* [Activity] Can you continue the Marjolaine recipe below, picking up after its last sentence?

:: Source passage

This may be made in advance and stored in the freezer. It makes 3/4 cup, enough for three Marjolaines.

3/4 cup sugar

1/4 cup water

1/4 teaspoon cream of tartar

1/2 cup blanched almonds

In a saucepan combine the four ingredients. Cook without stirring until mixture is color of dark molasses. Pour onto oiled cookie sheet and let cool.

Detach praline from sheet with pancake turner and break into pieces.

Blend in food processor until ground to a fine powder. Store in freezer in a tightly closed container.

Meringue-Nut Layers

1 1/2 cups blanched whole almonds

1 full cup skinned hazelnuts

1 1/2 cups sugar

1 stick butter

Preheat oven to 350 degrees. Put almonds and hazelnuts in separate pans. Bake in hot oven, one pan at a time (nuts may require different roasting times) for about 10 minutes, or until brown and toasted through, shaking pans occasionally. Remove from oven and cool. Process almonds and hazelnuts, separately, in a food processor. Empty into a bowl. Whisk ground nuts with sugar.

Reduce oven to 250 degrees.

Set out two 17-by-11 1/2 -inch jellyroll pans. While nuts toast, prepare first pan for meringue. Melt 1 stick butter. Using half the butter, brush the bottom and sides of pan. (Surface must be well buttered or parchment paper will not lift out easily, and meringue may crack.) Line baking sheet with parchment paper, pushing tightly into corners, and brush paper thoroughly with remaining melted butter. Set aside.

Meringue

8 stiff egg whites (yolks reserved)

Pinch of salt

1/4 teaspoon cream of tartar.

Beat egg whites (reserve yolks for butter cream), salt and cream of tartar until stiff. Gradually fold in the sugar-nut mixture.

Spread prepared pan evenly with the meringue-nut mixture. Bake in the slow oven for about 60 minutes, checking regularly, until crusty on top, but still pliable. Invert onto back of second 17-by-11 1/2-inch pan, and carefully remove parchment paper. Cool. Measuring carefully and with a sharp knife, cut meringue in half and then in half again to make four panels, 11 1/2 inches long and approximately 4 inches wide. Set aside.

::::
:: Dataset records

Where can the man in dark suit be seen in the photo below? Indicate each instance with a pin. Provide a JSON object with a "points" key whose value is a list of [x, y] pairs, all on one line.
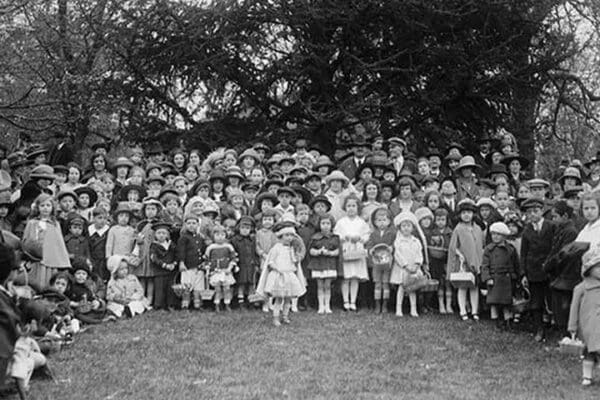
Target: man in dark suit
{"points": [[536, 245], [351, 164], [62, 151]]}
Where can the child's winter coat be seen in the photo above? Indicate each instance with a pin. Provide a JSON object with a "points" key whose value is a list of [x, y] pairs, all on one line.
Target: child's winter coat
{"points": [[501, 265]]}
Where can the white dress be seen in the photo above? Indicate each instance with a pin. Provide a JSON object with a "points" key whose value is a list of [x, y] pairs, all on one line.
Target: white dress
{"points": [[407, 253], [348, 227]]}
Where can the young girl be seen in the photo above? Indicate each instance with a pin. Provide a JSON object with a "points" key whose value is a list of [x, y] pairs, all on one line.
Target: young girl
{"points": [[590, 209], [370, 199], [324, 251], [466, 248], [354, 233], [438, 239], [500, 270], [222, 259], [162, 261], [145, 236], [43, 241], [124, 293], [408, 261], [383, 234], [584, 317], [121, 237], [244, 243], [282, 277]]}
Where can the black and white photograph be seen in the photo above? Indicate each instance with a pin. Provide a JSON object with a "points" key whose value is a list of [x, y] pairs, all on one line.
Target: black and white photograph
{"points": [[299, 199]]}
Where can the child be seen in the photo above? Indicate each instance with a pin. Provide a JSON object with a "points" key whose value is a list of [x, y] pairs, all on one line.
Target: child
{"points": [[353, 232], [536, 245], [408, 260], [190, 248], [43, 242], [89, 308], [282, 275], [500, 270], [121, 237], [584, 317], [76, 242], [221, 257], [466, 248], [162, 261], [244, 244], [145, 272], [305, 231], [324, 260], [265, 240], [438, 239], [383, 234], [124, 294], [97, 235]]}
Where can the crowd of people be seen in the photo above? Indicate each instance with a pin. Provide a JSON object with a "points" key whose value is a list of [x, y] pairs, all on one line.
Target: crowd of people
{"points": [[290, 229]]}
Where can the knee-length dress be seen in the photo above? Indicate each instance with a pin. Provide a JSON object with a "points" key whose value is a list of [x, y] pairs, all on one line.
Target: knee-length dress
{"points": [[347, 228]]}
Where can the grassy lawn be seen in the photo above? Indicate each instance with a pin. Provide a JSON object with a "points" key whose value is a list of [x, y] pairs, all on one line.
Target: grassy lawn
{"points": [[240, 355]]}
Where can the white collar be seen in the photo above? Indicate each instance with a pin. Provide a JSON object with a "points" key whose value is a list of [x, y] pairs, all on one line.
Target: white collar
{"points": [[92, 229]]}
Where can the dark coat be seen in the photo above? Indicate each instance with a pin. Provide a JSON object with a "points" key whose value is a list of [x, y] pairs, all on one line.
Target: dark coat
{"points": [[535, 247], [245, 247], [77, 246], [9, 320], [501, 265], [191, 248], [349, 168], [97, 244], [160, 256], [563, 269]]}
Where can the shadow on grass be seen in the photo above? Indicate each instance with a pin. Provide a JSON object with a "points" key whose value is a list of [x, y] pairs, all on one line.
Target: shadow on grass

::::

* [Solved exercise]
Butter Cream

1 cup sugar

1/3 cup water

1/8 teaspoon cream of tartar

8 egg yolks, beaten

1 3/4 cups softened sweet butter, cut in cubes

1 teaspoon vanilla

1/4 cup praline powder

4 ounces semisweet chocolate pieces

In a saucepan, combine sugar, water and cream of tartar. Bring to a boil, and boil rapidly to 240 degrees on a candy thermometer, or until syrup spins a long thread. Gradually beat the hot syrup into 8 beaten egg yolks, and continue to beat until the mixture is cool and thick.

Beat in, bit by bit, the softened sweet butter, cut in cubes. (If you add too much butter at one time, the mixture will curdle.) This makes a little over one quart butter cream

Measure 1 cup butter cream and flavor it with vanilla.

Measure a second cup and flavor it with 1/4 cup praline powder.

Melt semisweet chocolate pieces with 1 tablespoon water and stir into remaining butter cream. Measure out 1 cup. (Save remainder for frosting.) Chill all creams until firm enough to spread.

Presentation: Place a meringue band on a serving plate and spread with vanilla cream. Top with second meringue band and spread with one cup of chocolate cream. Top with a third meringue band and spread with praline cream. Top with fourth meringue band. Frost sides with remaining chocolate cream and sprinkle with confectioners' sugar.

Voila!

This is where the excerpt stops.